**Exercise details:**
Your output is the line containing "of the wooden" plus all lines after it to the end of the records, reproduced exactly, with nothing else.

[Entries taken from a collection]
::::::
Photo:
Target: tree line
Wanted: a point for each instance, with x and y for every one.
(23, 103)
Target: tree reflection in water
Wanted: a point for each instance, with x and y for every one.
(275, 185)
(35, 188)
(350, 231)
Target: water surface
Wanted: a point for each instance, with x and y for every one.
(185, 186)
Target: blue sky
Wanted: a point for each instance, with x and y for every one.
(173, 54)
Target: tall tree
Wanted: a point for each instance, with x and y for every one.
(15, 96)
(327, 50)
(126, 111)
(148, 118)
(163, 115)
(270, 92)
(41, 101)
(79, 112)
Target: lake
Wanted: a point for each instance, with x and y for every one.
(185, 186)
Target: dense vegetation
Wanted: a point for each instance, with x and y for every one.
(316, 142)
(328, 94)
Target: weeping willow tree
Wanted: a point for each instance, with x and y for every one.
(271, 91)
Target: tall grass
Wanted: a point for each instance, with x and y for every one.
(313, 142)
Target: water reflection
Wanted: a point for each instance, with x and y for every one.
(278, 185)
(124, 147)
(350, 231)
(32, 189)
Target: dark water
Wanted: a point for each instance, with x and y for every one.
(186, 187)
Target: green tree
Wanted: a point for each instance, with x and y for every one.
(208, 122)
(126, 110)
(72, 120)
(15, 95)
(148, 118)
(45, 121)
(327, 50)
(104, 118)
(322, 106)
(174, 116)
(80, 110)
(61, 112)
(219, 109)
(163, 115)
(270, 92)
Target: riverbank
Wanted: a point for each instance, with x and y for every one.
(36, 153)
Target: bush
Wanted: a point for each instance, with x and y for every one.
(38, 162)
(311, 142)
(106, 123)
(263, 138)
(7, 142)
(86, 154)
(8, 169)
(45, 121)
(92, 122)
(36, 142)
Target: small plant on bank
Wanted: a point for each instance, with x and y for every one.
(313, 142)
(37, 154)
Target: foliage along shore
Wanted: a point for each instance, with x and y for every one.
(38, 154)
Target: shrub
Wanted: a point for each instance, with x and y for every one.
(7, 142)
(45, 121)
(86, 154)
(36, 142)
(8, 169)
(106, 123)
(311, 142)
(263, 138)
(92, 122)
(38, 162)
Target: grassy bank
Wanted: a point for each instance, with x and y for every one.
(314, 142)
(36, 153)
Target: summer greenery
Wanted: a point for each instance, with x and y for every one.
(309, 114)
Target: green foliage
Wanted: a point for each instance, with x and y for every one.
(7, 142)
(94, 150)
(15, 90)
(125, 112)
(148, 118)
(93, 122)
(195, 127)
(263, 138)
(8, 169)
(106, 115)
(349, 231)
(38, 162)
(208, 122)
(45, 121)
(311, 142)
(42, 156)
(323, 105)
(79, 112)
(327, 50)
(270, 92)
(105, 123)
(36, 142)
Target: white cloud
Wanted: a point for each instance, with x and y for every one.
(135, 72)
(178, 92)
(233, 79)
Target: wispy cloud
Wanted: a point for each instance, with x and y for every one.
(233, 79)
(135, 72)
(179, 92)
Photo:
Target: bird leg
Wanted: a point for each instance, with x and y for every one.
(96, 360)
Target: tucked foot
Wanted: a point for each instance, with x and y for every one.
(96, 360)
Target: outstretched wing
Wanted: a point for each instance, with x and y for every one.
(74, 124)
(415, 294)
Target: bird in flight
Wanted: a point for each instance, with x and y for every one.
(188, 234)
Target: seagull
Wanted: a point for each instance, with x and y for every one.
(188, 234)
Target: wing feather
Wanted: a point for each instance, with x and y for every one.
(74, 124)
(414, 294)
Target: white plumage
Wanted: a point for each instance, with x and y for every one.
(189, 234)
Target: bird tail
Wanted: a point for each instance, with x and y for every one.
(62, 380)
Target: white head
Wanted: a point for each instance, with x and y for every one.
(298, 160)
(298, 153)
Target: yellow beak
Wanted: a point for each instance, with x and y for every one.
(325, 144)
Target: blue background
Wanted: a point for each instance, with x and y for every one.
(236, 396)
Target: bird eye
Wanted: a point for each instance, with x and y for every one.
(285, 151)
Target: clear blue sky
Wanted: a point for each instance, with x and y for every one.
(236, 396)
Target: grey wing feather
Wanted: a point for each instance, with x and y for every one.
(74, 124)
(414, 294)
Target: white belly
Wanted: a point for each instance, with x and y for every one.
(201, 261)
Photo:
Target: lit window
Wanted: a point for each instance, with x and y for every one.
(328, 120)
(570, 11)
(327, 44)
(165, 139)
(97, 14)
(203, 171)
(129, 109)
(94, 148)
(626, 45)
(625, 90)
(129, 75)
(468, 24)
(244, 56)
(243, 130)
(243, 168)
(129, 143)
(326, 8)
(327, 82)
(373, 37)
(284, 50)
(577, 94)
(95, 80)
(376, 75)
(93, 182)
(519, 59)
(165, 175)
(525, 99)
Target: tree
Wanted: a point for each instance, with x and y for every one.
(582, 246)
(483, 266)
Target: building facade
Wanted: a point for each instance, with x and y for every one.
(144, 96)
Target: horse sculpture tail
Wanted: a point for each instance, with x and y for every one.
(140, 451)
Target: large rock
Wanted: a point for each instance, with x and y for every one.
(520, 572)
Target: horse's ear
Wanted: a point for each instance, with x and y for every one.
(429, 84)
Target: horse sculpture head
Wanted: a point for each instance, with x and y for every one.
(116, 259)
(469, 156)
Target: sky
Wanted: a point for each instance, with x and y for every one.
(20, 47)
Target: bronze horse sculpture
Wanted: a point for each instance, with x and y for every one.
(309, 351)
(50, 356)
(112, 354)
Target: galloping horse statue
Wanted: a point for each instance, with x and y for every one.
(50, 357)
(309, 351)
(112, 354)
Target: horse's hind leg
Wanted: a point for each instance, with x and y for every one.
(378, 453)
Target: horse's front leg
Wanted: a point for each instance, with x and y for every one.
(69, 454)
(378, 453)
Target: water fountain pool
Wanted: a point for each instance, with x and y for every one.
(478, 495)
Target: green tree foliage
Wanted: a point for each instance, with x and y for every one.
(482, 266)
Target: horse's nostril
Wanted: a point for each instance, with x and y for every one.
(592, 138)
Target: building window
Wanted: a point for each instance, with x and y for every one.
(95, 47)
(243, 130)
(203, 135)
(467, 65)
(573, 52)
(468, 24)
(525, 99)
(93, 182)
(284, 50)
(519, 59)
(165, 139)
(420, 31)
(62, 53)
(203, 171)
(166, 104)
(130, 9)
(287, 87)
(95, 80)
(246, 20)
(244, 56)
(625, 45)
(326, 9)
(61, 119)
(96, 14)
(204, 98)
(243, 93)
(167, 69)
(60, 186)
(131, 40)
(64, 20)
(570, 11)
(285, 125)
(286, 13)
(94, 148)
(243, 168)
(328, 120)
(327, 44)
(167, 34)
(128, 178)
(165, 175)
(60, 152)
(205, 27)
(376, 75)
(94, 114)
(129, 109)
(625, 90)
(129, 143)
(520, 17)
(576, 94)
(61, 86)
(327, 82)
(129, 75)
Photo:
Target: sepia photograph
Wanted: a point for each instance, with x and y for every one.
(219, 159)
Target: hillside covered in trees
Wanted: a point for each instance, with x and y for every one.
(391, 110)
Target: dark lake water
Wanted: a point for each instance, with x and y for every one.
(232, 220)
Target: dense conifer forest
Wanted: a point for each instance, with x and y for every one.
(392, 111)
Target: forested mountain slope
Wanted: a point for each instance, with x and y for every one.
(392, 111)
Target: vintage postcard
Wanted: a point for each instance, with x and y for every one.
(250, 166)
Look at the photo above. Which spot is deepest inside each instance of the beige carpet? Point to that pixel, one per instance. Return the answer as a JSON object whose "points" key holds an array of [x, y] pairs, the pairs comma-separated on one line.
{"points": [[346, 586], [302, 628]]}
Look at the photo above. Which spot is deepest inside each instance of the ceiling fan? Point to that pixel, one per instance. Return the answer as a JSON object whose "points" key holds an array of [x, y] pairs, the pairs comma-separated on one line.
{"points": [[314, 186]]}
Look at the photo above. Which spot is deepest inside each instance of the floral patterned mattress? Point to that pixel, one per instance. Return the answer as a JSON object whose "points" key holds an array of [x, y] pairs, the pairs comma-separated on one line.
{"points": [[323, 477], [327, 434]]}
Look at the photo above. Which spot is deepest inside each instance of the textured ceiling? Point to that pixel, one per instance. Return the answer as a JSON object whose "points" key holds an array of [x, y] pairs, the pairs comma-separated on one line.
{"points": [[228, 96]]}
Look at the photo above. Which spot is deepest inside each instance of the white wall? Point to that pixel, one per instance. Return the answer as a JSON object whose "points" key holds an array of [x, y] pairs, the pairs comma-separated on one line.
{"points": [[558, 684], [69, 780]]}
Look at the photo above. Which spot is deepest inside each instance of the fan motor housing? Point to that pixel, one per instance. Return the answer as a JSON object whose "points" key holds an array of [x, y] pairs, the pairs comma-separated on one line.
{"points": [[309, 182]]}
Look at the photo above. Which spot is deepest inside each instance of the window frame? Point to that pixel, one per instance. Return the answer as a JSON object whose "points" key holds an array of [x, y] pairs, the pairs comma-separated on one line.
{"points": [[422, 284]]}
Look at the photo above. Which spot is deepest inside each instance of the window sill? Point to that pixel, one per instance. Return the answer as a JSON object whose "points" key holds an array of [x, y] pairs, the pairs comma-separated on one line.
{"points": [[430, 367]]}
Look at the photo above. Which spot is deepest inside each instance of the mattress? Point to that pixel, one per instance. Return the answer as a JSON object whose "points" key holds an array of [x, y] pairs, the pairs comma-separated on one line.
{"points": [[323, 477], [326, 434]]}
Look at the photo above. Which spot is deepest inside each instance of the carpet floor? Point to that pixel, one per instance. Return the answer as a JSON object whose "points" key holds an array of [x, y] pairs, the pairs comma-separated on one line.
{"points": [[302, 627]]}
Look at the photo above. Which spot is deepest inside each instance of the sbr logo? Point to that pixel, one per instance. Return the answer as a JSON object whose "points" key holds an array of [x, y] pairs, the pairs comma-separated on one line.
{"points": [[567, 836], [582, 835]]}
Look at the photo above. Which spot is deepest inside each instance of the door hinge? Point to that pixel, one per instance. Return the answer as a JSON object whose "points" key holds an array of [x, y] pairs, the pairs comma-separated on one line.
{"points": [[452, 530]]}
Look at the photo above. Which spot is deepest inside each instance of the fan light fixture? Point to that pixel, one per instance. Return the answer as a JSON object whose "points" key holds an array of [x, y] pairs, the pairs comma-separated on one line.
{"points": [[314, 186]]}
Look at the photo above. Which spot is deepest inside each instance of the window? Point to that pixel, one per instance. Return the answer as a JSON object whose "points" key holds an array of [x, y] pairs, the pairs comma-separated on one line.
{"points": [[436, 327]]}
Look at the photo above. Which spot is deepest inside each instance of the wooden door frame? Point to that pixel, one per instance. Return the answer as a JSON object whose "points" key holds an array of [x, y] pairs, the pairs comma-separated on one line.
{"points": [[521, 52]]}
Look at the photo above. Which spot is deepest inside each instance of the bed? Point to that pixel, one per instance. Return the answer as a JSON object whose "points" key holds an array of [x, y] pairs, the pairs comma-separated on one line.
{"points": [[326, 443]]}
::::::
**Finished task:**
Look at the photo above. Which spot is deepest inside each instance of the wooden door frame? Point to that pixel, one per instance. Return the answer as a JSON object whose "points" key holds an array of [x, y] pairs, the pairs comma-separated on one line.
{"points": [[521, 52]]}
Look at the photo above. Which spot is deepest inside each instance of the bed? Point to that pixel, one per instance. Return the answer as a JSON object whose "points" key holds an array of [x, y] pairs, the pairs comma-separated on one line.
{"points": [[326, 443]]}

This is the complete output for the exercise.